### Brief 1
Duplicate the part of the boxing forum thread starting at "Muira has a" and ending at "(Oct 17, 2012)".

Muira has a bad start, needs to make serious adjustments, catching way too many power punches. Vargas needs to watch those body shots

Massive punches from both fights though


----------



## Brickfists (Oct 17, 2012)

Chacal said:


> :lol: what a pathetic post


No its not, you're just being a pathetic poster.


----------



## igor_otsky (Jul 24, 2012)

fucker's tough nut to crack


----------



## w;dkm ckeqfjq c (Jul 26, 2012)

The cement fisted japanese boy is getting going !!


----------



## Sweethome_Bama (Jul 29, 2012)

Verdejos gonna get KO'd


----------



## w;dkm ckeqfjq c (Jul 26, 2012)

Brickfists said:


> No its not, you're just being a pathetic poster.


Anyone who lets one performance under the circumstances of a year lay off and a weeks notice change their opinion on a fighter is a spastic.


----------



## tezel8764 (May 16, 2013)

This is one of the longest PPV I've watched. :rofl


----------



## igor_otsky (Jul 24, 2012)

gooo makunochi!!!!!!!!!!!!!


----------



## ThatBoxingGuy2022 (Aug 28, 2014)

Hes not coming back from this


----------



## Floyd_g.o.a.t (Jun 11, 2013)

What a damn fight!


----------



## Sweethome_Bama (Jul 29, 2012)

Vargas gonna have to show something special.
Looks like he is folding


----------



## Plutus (May 6, 2015)

Found his chi


----------



## scorpion (Jun 24, 2013)

oooooh shiiiit.


----------



## Mexi-Box (Jun 4, 2013)

Wow, Miura can take a fucking beating. He really turned the tide. I thought Vargas would've got him out of there in the first. :yikes


----------



## thehook13 (May 16, 2013)

(Saved items from a collection)
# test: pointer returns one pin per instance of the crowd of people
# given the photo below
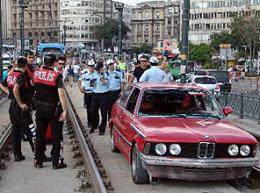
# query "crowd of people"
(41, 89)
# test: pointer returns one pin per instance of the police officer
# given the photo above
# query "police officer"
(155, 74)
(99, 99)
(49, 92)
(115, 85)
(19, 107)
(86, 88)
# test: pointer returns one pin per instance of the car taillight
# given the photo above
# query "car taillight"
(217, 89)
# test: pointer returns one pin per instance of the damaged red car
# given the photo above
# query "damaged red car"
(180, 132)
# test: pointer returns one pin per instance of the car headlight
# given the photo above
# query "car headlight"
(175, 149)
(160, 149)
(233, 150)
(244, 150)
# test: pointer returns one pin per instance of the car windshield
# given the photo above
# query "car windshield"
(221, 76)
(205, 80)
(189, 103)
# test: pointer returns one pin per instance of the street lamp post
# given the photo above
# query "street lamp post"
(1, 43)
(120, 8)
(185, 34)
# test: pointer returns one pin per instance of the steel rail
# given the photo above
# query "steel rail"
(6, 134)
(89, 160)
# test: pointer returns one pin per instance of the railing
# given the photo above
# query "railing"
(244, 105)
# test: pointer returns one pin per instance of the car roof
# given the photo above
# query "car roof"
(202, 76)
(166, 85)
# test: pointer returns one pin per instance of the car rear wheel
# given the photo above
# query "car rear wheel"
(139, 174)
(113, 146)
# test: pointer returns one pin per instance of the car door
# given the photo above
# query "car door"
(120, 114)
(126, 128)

### Brief 2
Set down again, word for word, the lines of the entries starting at the line containing "the car rear wheel" and ending with the final line of the entries.

### Written answer 1
Muira has a bad start, needs to make serious adjustments, catching way too many power punches. Vargas needs to watch those body shots

Massive punches from both fights though


----------



## Brickfists (Oct 17, 2012)

### Written answer 2
# test: pointer returns one pin per instance of the car rear wheel
# given the photo above
# query "car rear wheel"
(139, 174)
(113, 146)
# test: pointer returns one pin per instance of the car door
# given the photo above
# query "car door"
(120, 114)
(126, 128)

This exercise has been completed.